=== EXTRAIT PRÉSENTÉ ===
En posant des questions ouvertes au patient autour d’une expression métaphorique dont on soupçonne qu’elle exprime quelque chose de lui, de sa façon de percevoir l’existence, le thérapeute pourra faciliter ce processus d’ouverture par un questionnement approprié en reprenant les images propres du patient. Nous utiliserons de façon différenciée les métaphores structurales et les métaphores ontologiques.
James Lawley et Penny Tompkins : « L’organisation du langage et du comportement d’une personne sera isomorphe par rapport à l’organisation de ses processus cognitifs et toutes seront enracinées dans la nature incarnée de l’expérience. C’est pour cette raison que les changements dans un paysage métaphorique reflètent les changements en cognition qui, à leur tour, généreront de nouvelles pensées, de nouveaux sentiments et de nouveaux comportements. »
LES MÉTAPHORES STRUCTURALES
Ce sont celles qui nous donnent l’occasion d’entrer dans le monde du patient. Le thérapeute peut s’en saisir pour poser des questions qui pourront lui permettre de cerner l’objectif, de connaître les ressources relationnelles, mais aussi les exceptions, les espoirs, les projets que le patient porte en lui, parfois sans le savoir, et que sa métaphore laisse entrevoir en filigrane.
Nous allons prendre quelques exemples pour illustrer la façon dont peut se tisser le dialogue qui pour un observateur extérieur pourrait passer pour surréaliste, mais qui illustre la proximité, la connivence du thérapeute et de son patient.
« Je suis dans la galère »
– Vous ramez ou vous tenez le gouvernail ? (la position du patient est-elle active dans le projet de sa vie ou plutôt passive ?)
– Y a-t-il d’autres rameurs avec vous ou êtes-vous seul ? (les relations sont explorées)
– Cette galère est-elle perdue en mer ou sait-elle vers quel port se diriger ? (objectif)
– Où est le port ? Y êtes-vous attendu ? Est-ce que ce sera un lieu de repos ou au contraire un lieu d’intense activité ? (on précise le projet, l’objectif)
– Connaissez-vous la direction ?
– Le voyage a-t-il été long ? Y a-t-il des étapes ?

=== DONNÉES À ÉTUDIER ===
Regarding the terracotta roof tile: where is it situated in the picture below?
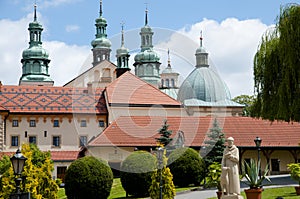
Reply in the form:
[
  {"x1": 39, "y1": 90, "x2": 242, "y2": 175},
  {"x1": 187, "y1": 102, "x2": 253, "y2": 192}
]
[
  {"x1": 0, "y1": 151, "x2": 79, "y2": 161},
  {"x1": 89, "y1": 116, "x2": 300, "y2": 147},
  {"x1": 106, "y1": 72, "x2": 181, "y2": 106},
  {"x1": 0, "y1": 86, "x2": 107, "y2": 114}
]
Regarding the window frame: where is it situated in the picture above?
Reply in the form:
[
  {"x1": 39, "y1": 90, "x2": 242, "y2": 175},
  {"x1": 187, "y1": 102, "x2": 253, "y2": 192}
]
[
  {"x1": 52, "y1": 135, "x2": 61, "y2": 148},
  {"x1": 79, "y1": 135, "x2": 88, "y2": 146},
  {"x1": 53, "y1": 120, "x2": 59, "y2": 127},
  {"x1": 11, "y1": 120, "x2": 19, "y2": 127},
  {"x1": 29, "y1": 120, "x2": 36, "y2": 127},
  {"x1": 28, "y1": 135, "x2": 37, "y2": 145},
  {"x1": 98, "y1": 120, "x2": 105, "y2": 127},
  {"x1": 80, "y1": 120, "x2": 87, "y2": 127},
  {"x1": 10, "y1": 135, "x2": 20, "y2": 147}
]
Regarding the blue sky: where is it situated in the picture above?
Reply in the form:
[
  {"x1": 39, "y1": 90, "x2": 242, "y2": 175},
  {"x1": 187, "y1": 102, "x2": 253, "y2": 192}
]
[{"x1": 0, "y1": 0, "x2": 299, "y2": 97}]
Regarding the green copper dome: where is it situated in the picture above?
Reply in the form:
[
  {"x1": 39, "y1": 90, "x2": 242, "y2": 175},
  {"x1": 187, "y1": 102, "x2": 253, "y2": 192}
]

=== QUESTIONS DE LECTURE ===
• A. Citez mot pour mot l'extrait présenté, de « Nous allons prendre » à « relations sont explorées) ».
• B. Répondez brièvement à ces questions sur l'extrait présenté :
(i) Quels deux types de métaphores l'auteur annonce-t-il utiliser de façon différenciée ?
(ii) D'après la citation de James Lawley et Penny Tompkins, que reflètent les changements dans un paysage métaphorique ?
(iii) Quelle phrase de patient sert d'exemple de métaphore structurale ?
• C. D'après l'extrait présenté, que peuvent permettre au thérapeute de cerner ou de connaître les questions posées à partir des métaphores structurales ? Donnez-en la liste complète.

=== RÉPONSES ATTENDUES ===
• A.
Nous allons prendre quelques exemples pour illustrer la façon dont peut se tisser le dialogue qui pour un observateur extérieur pourrait passer pour surréaliste, mais qui illustre la proximité, la connivence du thérapeute et de son patient.
« Je suis dans la galère »
– Vous ramez ou vous tenez le gouvernail ? (la position du patient est-elle active dans le projet de sa vie ou plutôt passive ?)
– Y a-t-il d’autres rameurs avec vous ou êtes-vous seul ? (les relations sont explorées)

• B.
(i) Les métaphores structurales et les métaphores ontologiques.
(ii) Les changements en cognition.
(iii) « Je suis dans la galère ».

• C.
- l'objectif
- les ressources relationnelles
- les exceptions
- les espoirs
- les projets que le patient porte en lui